=== Excerpted passage ===

Tuesday, January 27, 2015

Review of Soderbergh's Traffic

Traffic is a great film. Perhaps Soderbergh's best. It pre-dates the Waichowski siblings Cloud Atlas by several years and retains the luster of dogme style filmmaking. Soderbergh even called it his dogme film. Even more so he did the shooting. I couldn't find anything to really be negative about. It was flawless. I just wondered about the drug czar's daughter, is it believable? Would a daughter with that kind of background succumb to addiction and pimp herself for drugs? Maybe.

I really liked the cinematography in this film. The use of different colors for each story makes the film more understandable. I suppose that was what Soderbergh was going for. Shading each place a different color reinforced the geographic place of each story. The editing was also phenomenal. It won the academy award that year for editing. And it was much deserved. Intertwining all of the stories together to make a coherent movie is not impossible, but very difficult to do. The editors pulled it off with gusto.

===

Exercise aim.
Answer these questions from the review of Traffic:
1. What did Soderbergh call the film?
2. What did shading each place a different color reinforce?
3. What award did the film win that year?
None of this data is needed.

=== Exercise data ===

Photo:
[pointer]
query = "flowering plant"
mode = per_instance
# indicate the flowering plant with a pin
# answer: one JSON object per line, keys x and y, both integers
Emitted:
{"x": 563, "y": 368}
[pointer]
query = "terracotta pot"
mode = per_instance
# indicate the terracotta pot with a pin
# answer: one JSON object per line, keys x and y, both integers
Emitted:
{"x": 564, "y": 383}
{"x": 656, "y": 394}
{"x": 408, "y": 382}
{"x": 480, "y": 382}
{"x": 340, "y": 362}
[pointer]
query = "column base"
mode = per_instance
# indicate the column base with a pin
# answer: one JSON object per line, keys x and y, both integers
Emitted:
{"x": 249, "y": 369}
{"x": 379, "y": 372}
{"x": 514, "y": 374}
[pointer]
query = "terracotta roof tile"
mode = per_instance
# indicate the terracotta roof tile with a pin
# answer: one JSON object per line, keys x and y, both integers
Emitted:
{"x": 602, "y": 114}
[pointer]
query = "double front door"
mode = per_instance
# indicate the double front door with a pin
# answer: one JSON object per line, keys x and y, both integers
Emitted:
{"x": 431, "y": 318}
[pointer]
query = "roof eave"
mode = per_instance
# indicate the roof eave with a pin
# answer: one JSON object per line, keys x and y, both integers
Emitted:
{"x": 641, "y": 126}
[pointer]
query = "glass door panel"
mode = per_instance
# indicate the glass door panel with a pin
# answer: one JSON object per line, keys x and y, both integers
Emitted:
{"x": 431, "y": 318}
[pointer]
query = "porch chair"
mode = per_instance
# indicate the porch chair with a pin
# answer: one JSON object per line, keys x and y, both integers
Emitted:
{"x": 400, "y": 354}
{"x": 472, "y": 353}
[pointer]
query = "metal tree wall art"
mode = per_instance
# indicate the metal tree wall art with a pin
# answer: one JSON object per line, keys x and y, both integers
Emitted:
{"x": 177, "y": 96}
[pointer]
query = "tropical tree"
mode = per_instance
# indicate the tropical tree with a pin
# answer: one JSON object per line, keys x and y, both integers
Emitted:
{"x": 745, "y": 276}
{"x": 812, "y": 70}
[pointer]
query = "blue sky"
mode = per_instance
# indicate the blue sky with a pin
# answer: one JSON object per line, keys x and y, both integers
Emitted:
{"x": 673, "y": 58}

===

Solution for this exercise.
1. His dogme film.
2. The geographic place of each story.
3. The Academy Award for editing.